**Goal:** Starting at the line that contains "of the man's", print every remaining line of the entries, unchanged, and output nothing more.

>> Begin Record list

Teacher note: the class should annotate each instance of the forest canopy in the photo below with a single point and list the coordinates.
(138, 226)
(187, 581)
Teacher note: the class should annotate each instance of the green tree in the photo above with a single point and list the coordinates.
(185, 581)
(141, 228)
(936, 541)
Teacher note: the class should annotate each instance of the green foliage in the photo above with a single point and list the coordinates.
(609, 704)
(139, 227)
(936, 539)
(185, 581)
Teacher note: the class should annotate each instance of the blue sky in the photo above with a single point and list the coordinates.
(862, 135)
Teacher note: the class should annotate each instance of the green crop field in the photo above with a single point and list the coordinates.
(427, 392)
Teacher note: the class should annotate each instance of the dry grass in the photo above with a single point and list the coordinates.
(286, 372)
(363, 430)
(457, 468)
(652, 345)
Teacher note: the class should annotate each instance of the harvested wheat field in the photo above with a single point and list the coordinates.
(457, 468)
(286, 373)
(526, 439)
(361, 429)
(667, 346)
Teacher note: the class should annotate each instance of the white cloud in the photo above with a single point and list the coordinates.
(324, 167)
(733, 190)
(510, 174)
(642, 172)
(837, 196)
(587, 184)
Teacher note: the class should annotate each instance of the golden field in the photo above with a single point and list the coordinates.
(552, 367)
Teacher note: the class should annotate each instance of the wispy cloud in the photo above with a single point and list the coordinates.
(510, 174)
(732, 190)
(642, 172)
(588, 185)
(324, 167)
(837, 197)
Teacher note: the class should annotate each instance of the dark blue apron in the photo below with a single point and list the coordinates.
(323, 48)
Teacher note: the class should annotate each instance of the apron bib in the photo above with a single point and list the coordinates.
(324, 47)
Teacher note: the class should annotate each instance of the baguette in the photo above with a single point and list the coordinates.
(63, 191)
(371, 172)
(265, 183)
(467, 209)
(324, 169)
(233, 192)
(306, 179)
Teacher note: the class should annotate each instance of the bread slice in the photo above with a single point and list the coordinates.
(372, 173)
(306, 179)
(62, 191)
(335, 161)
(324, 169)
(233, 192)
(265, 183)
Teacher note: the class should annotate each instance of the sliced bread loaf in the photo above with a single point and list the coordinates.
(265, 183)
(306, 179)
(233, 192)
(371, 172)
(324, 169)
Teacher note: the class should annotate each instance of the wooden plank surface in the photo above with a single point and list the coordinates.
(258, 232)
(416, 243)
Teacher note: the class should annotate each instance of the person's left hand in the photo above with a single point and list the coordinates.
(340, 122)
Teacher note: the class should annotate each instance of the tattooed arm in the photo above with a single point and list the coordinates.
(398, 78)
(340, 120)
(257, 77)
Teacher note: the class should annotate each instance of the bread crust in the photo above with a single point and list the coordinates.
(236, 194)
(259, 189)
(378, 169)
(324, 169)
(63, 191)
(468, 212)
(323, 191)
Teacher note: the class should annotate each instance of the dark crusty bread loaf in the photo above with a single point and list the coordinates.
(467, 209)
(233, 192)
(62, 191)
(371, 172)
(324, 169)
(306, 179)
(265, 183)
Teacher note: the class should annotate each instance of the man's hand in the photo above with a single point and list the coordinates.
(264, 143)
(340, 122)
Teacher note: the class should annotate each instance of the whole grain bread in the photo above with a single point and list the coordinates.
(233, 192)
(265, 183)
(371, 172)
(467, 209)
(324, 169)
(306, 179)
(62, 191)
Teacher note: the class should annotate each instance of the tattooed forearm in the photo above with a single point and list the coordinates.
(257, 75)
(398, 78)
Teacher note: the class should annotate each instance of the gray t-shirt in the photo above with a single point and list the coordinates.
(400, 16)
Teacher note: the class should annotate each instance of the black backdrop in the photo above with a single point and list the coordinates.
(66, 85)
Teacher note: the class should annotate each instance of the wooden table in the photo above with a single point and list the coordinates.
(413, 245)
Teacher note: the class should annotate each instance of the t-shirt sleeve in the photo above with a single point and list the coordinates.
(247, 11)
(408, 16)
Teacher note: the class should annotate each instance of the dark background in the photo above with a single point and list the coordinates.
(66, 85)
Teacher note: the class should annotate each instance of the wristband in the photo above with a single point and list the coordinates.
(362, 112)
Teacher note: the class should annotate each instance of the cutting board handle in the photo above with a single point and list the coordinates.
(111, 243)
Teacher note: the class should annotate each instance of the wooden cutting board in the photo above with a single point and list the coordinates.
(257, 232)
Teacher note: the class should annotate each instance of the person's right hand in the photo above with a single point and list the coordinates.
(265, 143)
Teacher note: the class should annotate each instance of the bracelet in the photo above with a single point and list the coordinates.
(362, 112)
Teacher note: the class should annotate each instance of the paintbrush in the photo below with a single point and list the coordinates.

>> End Record list

**Output for this exercise:**
Teacher note: the class should annotate each instance of the man's hand in the photo above with a single point and list the coordinates.
(264, 143)
(340, 122)
Teacher note: the class should annotate each instance of the whole grain bread in the photo above with a single point and list the coordinates.
(233, 192)
(265, 183)
(371, 172)
(467, 209)
(324, 169)
(306, 179)
(62, 191)
Teacher note: the class should annotate each instance of the tattooed forearm in the photo above with a single point and list the coordinates.
(257, 75)
(398, 78)
Teacher note: the class should annotate each instance of the gray t-shirt in the photo above with a single point and list the coordinates.
(400, 16)
Teacher note: the class should annotate each instance of the black backdrop in the photo above with a single point and list the coordinates.
(66, 85)
Teacher note: the class should annotate each instance of the wooden table in the photo above with a single point and list the coordinates.
(413, 245)
Teacher note: the class should annotate each instance of the t-shirt sleeve in the photo above with a single point and list the coordinates.
(247, 11)
(408, 16)
Teacher note: the class should annotate each instance of the dark background in the photo above with a single point and list the coordinates.
(66, 85)
Teacher note: the class should annotate each instance of the wristband in the photo above with a single point and list the coordinates.
(362, 112)
Teacher note: the class should annotate each instance of the cutting board handle in the photo above with a single point and list the coordinates.
(111, 243)
Teacher note: the class should annotate each instance of the wooden cutting board in the photo above with a single point and list the coordinates.
(257, 232)
Teacher note: the class should annotate each instance of the person's right hand in the photo above with a single point and list the coordinates.
(265, 143)
Teacher note: the class should annotate each instance of the bracelet in the photo above with a single point and list the coordinates.
(362, 112)
Teacher note: the class should annotate each instance of the paintbrush in the photo below with a single point and list the coordinates.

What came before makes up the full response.